## TASK PROMPT
Select every line in the entries below that contains the word "house".

>> START

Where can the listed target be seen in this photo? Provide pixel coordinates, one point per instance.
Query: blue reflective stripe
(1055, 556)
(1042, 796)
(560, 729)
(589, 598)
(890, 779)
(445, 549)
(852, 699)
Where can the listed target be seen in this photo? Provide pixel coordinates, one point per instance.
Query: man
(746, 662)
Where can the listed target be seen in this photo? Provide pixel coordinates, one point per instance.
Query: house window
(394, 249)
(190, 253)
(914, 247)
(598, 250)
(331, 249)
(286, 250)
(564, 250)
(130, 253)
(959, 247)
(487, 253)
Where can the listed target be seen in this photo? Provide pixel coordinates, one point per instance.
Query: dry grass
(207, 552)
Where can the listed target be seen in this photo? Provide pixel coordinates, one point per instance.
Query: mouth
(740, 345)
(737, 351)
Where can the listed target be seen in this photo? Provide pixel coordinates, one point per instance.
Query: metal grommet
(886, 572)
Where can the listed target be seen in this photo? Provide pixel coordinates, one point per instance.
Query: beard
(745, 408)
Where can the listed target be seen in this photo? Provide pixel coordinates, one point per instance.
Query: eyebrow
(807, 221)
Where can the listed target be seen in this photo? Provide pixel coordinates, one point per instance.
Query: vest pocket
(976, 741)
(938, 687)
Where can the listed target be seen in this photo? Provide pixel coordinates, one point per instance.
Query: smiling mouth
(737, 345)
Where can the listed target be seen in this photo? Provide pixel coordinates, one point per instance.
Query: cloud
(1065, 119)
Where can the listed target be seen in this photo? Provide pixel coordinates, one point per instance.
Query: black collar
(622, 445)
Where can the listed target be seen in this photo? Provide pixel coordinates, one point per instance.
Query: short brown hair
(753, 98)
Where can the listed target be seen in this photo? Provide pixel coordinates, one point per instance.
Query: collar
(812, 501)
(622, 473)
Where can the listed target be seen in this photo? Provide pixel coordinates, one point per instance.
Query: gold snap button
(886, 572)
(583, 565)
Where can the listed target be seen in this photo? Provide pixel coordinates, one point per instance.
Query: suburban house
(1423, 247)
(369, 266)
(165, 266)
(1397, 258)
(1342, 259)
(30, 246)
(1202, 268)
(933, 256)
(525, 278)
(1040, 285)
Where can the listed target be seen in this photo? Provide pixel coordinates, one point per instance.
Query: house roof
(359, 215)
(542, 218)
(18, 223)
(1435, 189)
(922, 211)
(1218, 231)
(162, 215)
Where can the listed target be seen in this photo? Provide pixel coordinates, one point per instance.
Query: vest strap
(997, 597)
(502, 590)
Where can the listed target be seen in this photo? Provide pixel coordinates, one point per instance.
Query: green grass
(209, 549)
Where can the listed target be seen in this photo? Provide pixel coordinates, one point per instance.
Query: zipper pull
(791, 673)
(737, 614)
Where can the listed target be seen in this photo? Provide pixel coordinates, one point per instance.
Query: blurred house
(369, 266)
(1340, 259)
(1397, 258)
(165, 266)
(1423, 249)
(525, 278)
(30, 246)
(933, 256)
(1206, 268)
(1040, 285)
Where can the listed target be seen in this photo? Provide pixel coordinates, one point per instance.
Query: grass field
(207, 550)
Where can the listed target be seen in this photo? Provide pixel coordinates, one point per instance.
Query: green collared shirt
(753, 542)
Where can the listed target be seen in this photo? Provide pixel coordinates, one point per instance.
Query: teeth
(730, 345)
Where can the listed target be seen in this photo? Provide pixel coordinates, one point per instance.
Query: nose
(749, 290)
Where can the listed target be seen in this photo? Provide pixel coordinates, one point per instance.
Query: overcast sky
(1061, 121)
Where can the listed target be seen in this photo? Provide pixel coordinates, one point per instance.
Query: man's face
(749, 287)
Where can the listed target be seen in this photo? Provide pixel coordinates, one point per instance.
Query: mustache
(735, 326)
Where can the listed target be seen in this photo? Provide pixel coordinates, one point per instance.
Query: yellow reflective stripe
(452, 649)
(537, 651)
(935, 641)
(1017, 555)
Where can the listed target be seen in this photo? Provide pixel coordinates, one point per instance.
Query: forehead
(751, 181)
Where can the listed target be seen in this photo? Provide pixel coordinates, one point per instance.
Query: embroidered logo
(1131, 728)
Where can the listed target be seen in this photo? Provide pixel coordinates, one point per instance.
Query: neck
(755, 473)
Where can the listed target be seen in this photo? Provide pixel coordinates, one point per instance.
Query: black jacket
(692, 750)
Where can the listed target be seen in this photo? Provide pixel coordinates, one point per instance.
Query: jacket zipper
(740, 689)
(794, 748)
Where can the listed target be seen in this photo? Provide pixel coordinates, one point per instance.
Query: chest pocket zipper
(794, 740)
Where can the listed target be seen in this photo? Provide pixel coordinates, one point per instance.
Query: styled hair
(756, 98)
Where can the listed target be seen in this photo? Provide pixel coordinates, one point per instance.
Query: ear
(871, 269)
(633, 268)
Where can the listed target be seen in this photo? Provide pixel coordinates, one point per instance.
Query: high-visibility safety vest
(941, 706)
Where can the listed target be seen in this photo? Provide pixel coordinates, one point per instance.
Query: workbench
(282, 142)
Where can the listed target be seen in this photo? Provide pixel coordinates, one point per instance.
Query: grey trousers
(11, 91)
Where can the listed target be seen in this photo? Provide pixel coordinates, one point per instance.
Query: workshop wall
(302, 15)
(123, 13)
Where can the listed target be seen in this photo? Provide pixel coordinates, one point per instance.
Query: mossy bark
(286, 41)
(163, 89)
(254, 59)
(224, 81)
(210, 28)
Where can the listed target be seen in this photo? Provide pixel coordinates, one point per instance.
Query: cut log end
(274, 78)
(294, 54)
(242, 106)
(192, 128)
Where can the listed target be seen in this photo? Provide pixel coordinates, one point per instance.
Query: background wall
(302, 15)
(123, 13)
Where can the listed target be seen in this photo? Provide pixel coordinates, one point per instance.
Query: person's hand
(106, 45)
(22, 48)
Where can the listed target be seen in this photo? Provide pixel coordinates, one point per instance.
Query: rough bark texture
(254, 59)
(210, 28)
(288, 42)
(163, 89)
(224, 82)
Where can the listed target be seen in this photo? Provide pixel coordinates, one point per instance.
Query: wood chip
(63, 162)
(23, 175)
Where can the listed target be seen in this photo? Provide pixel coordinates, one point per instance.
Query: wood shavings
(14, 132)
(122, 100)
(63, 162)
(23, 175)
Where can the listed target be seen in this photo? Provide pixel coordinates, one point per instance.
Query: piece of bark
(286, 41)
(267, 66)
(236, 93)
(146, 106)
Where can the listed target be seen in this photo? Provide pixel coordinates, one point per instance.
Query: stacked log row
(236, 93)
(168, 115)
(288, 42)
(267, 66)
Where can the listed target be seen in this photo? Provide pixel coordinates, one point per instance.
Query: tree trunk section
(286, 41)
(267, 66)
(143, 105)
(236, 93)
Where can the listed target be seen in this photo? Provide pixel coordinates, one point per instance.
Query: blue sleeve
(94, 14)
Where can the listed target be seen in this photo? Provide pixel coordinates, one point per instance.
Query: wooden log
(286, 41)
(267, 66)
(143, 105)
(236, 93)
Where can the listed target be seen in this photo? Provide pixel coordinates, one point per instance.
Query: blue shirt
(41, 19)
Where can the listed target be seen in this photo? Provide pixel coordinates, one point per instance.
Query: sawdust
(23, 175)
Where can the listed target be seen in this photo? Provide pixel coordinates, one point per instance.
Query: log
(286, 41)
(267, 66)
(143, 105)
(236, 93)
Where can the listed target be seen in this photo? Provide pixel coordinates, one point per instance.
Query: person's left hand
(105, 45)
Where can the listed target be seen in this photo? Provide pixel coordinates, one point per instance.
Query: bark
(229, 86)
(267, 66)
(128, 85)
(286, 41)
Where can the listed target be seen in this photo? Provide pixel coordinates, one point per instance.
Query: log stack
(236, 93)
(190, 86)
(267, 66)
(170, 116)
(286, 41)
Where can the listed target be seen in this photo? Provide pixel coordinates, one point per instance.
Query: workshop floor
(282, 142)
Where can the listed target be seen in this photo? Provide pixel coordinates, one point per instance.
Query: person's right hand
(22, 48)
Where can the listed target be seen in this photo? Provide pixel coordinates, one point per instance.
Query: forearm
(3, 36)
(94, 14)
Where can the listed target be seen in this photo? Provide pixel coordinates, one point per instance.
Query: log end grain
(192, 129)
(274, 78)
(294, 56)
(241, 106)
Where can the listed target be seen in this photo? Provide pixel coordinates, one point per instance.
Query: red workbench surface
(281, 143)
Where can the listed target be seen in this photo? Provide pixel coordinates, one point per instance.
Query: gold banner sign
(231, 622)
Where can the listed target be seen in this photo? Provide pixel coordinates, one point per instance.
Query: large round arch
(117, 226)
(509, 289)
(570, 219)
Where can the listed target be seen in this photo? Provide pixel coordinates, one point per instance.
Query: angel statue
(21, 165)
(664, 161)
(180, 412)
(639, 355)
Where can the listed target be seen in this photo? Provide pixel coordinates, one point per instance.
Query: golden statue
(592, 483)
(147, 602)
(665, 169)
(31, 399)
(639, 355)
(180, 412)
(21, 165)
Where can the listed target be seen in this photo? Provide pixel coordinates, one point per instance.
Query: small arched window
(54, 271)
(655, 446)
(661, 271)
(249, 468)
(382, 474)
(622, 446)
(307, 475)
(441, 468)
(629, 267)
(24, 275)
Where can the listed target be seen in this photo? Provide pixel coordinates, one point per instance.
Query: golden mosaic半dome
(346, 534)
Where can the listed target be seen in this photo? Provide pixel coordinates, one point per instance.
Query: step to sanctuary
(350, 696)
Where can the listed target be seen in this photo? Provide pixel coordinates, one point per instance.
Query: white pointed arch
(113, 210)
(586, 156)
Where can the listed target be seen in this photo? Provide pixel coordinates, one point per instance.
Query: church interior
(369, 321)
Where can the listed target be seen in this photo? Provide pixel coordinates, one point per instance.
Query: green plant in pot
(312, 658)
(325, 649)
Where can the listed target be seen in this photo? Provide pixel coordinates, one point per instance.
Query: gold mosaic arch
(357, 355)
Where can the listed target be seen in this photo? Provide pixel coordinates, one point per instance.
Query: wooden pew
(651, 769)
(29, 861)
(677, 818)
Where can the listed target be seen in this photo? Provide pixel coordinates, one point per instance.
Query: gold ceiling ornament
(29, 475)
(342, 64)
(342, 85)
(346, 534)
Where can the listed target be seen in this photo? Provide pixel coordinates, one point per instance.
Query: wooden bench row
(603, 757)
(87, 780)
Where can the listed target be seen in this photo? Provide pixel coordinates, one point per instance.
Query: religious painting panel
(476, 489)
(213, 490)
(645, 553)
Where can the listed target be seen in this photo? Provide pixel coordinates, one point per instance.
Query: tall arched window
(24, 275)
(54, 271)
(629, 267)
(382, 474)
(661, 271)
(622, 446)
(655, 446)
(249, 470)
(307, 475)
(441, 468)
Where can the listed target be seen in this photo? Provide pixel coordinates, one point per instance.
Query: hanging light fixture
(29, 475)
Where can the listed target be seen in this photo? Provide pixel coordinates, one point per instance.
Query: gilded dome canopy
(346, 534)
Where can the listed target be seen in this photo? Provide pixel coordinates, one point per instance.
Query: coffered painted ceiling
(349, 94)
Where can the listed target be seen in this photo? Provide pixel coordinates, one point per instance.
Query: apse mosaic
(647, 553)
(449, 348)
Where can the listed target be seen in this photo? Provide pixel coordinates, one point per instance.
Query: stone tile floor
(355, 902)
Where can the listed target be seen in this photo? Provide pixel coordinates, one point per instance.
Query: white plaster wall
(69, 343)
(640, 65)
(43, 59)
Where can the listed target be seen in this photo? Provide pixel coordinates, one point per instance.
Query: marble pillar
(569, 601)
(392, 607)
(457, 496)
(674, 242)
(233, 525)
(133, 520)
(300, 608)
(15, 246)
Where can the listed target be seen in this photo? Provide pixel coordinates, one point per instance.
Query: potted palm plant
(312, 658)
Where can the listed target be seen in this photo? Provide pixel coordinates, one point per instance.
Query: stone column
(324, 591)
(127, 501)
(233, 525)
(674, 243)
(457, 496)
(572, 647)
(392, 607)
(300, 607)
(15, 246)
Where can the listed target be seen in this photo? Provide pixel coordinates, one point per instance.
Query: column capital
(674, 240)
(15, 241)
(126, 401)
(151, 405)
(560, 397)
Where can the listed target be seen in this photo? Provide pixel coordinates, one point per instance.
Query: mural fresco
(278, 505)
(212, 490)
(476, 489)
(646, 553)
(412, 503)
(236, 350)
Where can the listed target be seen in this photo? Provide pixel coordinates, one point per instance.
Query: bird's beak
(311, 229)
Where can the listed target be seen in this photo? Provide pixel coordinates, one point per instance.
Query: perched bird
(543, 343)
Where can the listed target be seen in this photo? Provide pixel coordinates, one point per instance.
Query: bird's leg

>> END

## ANSWER
Query: house window
Query: suburban house
Query: house roof
Query: blurred house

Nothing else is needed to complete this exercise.